**Opdrachten**
1. Vertaal deze zin uit de rechtbankuitspraak in het Engels: "De man voert verweer, dat hierna – voor zover nodig – zal worden besproken."
2. Neem het stuk van de rechtbankuitspraak van "De man voert" tot en met "van de procedure." opnieuw over en vervang daarbij "de kosten van de procedure" door "de proceskosten".

**Pagina**

******

Op 17 augustus 2023 is de zaak op de zitting van deze rechtbank behandeld. Hierbij zijn verschenen:
  • de vrouw bijgestaan door haar advocaat en mr. S.J. te Boekhorst ;
  • de man bijgestaan door zijn advocaat.

Verzoek en verweer

De vrouw verzoekt, naar de rechtbank begrijpt, bij wijze van voorlopige voorzieningen:
-
primair, indien de rechtbank van oordeel is dat de bij beschikking van [beschikkingsdatum] 2023 getroffen voorlopige voorzieningen hun kracht niet verloren hebben, voornoemde beschikking van [beschikkingsdatum] 2023 te wijzigen en te bepalen dat:
  • de vrouw bij uitsluiting gerechtigd zal zijn tot het gebruik van de echtelijke woning in ( [postcode1] ) [plaats1] , aan de [adres1] , met inbegrip van de inboedel en met bevel dat de man de woning niet verder mag betreden, met machtiging aan de vrouw deze beschikking zo nodig zelf ten uitvoer te leggen met behulp van de sterke arm van politie en justitie,
  • de man aan de vrouw, met ingang van 28 juni 2023, een voorlopige partneralimentatie van € 1.557,- bruto per maand zal betalen, telkens bij vooruitbetaling te voldoen;
-
subsidiair, indien de rechtbank van oordeel is dat de bij beschikking van [beschikkingsdatum] 2023 getroffen voorlopige voorzieningen hun kracht verloren hebben, te bepalen dat:
  • de vrouw bij uitsluiting gerechtigd zal zijn tot het gebruik van de echtelijke woning in ( [postcode1] ) [plaats1] , aan de [adres1] , met inbegrip van de inboedel en met bevel dat de man de woning niet verder mag betreden, met machtiging aan de vrouw deze beschikking zo nodig zelf ten uitvoer te leggen met behulp van de sterke arm van politie en justitie,
  • de man aan de vrouw, met ingang van 28 juni 2023, een voorlopige partneralimentatie van € 1.557,- bruto per maand zal betalen, telkens bij vooruitbetaling te voldoen,
voor zover mogelijk met uitvoerbaarverklaring bij voorraad en kosten rechtens.
De man voert verweer, dat hierna – voor zover nodig – zal worden besproken. Daarnaast verzoekt de man zelfstandig om de vrouw te veroordelen in de kosten van de procedure.

******

**Aangeleverde gegevens**
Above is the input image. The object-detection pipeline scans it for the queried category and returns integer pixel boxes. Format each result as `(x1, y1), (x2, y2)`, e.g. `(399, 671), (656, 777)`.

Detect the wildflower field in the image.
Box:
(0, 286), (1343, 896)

******

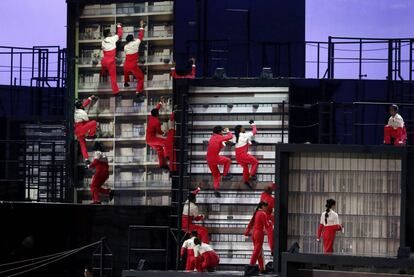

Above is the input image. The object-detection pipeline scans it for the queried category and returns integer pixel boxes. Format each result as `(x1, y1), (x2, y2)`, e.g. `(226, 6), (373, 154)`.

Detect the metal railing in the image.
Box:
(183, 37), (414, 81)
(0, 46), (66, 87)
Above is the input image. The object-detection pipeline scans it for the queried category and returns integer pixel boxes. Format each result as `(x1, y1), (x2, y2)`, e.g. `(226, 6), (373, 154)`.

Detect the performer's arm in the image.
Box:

******

**Antwoorden**
1. The man puts forward a defense, which will be discussed below to the extent necessary.

2.
De man voert verweer, dat hierna – voor zover nodig – zal worden besproken. Daarnaast verzoekt de man zelfstandig om de vrouw te veroordelen in de proceskosten.